> [EJERCICIO 1]:
Según el texto proporcionado, ¿qué enseña San Agustín, en la cita atribuida a León XIII?

> [TEXTO PROPORCIONADO]:
===

1.3. Teología experimental agnóstica
Del agnosticismo, el Concilio deriva la “aequalitas jurídica” y el “neve ínter eos discriminatio fíat [… ] propter rationes religiosas” (6.7); la acción libre de “cuiusvis religionis”, de cualquier falsa religión (6.8) predicando la “euromque pacifica compositione” (7.6) junto con la “libertas quam máxime”, la “integrae libertatis consuetudo” (7.7). Todos pueden “libere ostendere”, “mostrar libremente la virtud singular de la propia doctrina” (4.8); todos pueden “reunirse movidos por el propio sentimieno religioso” (suo ipsorum sensu religioso moti) (4.9). Se excluye todo género de coacción exterior contra las falsas religiones (quodvis genus coercitionis) (10.3). Gregorio XVI llamó a eso“summam impudentiam”, suma desvergüenza (Mirari vos).
El Concilio, sin embargo, afirma que “aunque la Revelación divina no afirme expresamente ese derecho (non expresse affirmet jus)”, con todo ella muestra la “dignidad del hombre” y de ahí concluye que semejante doctrina“tiene raíces en la Revelación divina” (radices habet) (9,2). Ahora bien, es falso que la Revelación solamente “no exprese” ese
derecho: ella expresa lo opuesto. Y si muestra la dignidad ontológica
del hombre, dotado de libertad psicológica (creado a imagen y semejanza
de Dios), ella también evidencia la discriminación moral entre buenos y
malos, y lógica entre verdad y error. Sólo una falsa “revelación” agnóstica mostraría una “dignidad” agnóstica del “hombre“. El propio término “hombre” es universal y no relativista, no un mero “sentimiento” subjetivo. Pero el Concilio pretende que el conocimiento de esa dignidad del hombre y de sus “exigencias” “se volvieron más conocidas a la razón humana (plenius) por la experiencia de los siglos”, “per saeculorum experientiam” (9.1.). Entonces, la “Revelación” conciliar viene por la “razón” de cada uno y por la “experiencia“, por una razón agnóstica que “no discrimina por razones religiosas”, por el “sentimiento religioso”. Se pretende la evolución de la verdad: hoy esa “dignidad” sería de conocimiento “más pleno” para una razón que no alcanza la verdad. ¡Contradicción! ¡Injuria a la Civilización cristiana!
1.4. Igualdad jurídica entre el error y la verdad
Pretende el Concilio una “congruencia” entre los derechos de la verdad y de la fe con los derechos contrarios a la verdad y a la fe. ¡Nuevo sofisma! La Iglesia enseña que nadie sea forzado a cumplir el deber de creer: “que nadie sea forzado contra su voluntad a abrazar la fe católica, pues, como enseña San Agustín, nadie puede creer sino voluntariamente” (León
XIII – D.B. 1875). Entonces, la Iglesia tolera que no se cumpla ese
deber de creer. Pero, de la voluntariedad psicológica exigible por el
acto de fe, el Concilio pasa a la libertad lógica, moral y jurídica: “Por
lo tanto, está plenamente de acuerdo con la naturaleza de la fe que, en
materia religiosa [agnósticamente concebida}, cualquier género de
coacción por parte de los hombres sea excluido” (10.3). El “obsequio racional” de la fe se torna “libre”

===

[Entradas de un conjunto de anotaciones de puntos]
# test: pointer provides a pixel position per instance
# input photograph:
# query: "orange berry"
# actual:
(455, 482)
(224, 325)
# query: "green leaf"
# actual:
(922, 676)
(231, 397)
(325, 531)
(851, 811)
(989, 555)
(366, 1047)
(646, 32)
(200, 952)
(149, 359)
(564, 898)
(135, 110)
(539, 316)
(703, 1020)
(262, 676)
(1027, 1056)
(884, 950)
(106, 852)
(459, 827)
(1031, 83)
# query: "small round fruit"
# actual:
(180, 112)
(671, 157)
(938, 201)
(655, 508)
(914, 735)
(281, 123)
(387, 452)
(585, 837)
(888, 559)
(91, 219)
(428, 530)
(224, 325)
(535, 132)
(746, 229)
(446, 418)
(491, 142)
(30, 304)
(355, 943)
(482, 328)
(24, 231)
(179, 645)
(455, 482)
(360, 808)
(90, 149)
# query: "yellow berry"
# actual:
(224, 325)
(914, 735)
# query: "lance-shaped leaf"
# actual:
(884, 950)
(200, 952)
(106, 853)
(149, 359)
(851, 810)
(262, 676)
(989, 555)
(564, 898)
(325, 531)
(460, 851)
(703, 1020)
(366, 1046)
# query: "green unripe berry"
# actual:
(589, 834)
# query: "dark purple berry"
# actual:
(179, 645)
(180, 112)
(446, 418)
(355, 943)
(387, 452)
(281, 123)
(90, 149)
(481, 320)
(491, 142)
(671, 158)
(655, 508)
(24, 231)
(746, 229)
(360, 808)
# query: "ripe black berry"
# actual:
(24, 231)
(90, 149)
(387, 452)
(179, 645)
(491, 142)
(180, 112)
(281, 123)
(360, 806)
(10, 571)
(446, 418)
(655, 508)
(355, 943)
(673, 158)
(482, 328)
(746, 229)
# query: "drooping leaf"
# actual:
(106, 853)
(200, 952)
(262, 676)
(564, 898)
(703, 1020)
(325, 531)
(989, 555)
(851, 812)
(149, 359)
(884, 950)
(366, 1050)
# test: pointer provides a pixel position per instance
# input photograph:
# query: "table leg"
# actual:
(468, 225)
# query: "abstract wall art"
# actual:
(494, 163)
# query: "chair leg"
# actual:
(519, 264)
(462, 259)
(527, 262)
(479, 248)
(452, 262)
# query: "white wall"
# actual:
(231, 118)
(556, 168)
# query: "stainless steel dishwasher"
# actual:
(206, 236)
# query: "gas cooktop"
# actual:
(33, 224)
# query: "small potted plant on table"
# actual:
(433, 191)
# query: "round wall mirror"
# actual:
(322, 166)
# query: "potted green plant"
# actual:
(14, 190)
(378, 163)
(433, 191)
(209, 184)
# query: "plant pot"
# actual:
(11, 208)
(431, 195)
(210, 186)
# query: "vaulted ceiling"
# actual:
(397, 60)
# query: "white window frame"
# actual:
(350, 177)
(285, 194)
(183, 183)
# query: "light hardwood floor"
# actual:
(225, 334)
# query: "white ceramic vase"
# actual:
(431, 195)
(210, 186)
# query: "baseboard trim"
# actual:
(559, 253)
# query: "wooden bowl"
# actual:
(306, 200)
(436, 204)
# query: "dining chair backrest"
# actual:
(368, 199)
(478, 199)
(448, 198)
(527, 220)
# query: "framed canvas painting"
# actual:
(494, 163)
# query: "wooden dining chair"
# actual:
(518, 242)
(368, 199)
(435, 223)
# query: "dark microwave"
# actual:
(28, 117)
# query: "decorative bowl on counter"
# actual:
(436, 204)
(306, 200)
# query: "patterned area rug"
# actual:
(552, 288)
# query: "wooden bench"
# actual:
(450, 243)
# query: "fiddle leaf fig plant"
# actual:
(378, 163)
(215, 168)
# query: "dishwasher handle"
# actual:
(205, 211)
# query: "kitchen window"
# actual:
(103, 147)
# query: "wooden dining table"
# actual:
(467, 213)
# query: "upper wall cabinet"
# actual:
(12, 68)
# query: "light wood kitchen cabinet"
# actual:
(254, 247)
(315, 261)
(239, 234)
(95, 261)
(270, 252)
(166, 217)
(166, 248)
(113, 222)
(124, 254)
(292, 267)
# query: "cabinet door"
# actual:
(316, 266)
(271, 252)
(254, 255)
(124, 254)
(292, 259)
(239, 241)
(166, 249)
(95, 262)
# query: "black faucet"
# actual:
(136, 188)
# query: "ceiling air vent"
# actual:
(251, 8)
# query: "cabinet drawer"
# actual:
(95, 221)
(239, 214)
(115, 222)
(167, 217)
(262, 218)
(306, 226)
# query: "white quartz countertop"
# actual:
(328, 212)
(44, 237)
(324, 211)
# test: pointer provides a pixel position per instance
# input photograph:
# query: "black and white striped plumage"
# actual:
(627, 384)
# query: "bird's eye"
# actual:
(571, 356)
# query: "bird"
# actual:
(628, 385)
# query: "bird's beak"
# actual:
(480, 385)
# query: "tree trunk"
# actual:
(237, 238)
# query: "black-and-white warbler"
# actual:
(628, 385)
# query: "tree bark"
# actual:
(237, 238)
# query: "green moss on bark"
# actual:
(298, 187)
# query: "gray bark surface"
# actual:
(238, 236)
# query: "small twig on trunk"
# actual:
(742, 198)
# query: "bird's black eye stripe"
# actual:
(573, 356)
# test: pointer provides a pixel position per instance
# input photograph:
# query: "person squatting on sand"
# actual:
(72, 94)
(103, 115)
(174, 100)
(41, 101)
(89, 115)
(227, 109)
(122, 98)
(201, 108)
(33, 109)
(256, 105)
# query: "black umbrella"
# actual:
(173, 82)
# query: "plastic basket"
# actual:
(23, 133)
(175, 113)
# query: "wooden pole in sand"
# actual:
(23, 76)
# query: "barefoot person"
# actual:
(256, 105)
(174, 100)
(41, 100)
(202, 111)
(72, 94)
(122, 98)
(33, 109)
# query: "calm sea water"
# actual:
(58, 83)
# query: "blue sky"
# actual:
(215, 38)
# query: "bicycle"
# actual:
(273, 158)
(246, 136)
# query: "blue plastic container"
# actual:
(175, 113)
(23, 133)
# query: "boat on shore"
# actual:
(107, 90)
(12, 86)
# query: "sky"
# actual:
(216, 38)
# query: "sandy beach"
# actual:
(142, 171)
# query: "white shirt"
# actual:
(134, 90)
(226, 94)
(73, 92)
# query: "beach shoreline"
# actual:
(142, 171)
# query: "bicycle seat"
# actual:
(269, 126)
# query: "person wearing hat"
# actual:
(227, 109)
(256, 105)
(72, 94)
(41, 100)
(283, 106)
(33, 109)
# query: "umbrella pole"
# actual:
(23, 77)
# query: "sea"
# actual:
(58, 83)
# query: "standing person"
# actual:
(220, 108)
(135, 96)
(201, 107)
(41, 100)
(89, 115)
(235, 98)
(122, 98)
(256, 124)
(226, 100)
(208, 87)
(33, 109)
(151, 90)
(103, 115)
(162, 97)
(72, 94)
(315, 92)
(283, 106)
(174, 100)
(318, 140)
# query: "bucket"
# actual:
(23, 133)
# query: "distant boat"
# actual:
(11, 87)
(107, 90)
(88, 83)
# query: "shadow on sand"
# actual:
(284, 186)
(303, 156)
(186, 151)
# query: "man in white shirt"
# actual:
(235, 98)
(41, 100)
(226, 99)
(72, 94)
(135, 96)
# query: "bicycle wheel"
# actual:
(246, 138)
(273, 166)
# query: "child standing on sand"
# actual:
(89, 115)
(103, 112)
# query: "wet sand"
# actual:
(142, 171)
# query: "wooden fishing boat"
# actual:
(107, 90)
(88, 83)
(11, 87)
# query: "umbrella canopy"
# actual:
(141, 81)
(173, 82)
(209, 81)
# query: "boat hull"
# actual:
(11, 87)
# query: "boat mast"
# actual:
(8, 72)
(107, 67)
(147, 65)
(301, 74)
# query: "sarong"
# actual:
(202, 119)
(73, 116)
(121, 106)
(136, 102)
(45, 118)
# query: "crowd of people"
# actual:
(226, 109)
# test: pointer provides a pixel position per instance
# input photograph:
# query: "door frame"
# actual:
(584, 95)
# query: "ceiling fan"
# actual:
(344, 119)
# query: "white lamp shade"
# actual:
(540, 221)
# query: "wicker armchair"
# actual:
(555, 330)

===

> [EJERCICIO 2]:
Enumera todas las líneas de las entradas que contienen la cadena "window", distinguiendo entre mayúsculas y minúsculas.

> [SOLUCIÓN DEL EJERCICIO 1]:
Que nadie puede creer sino voluntariamente.

> [SOLUCIÓN DEL EJERCICIO 2]:
# query: "white window frame"
# query: "kitchen window"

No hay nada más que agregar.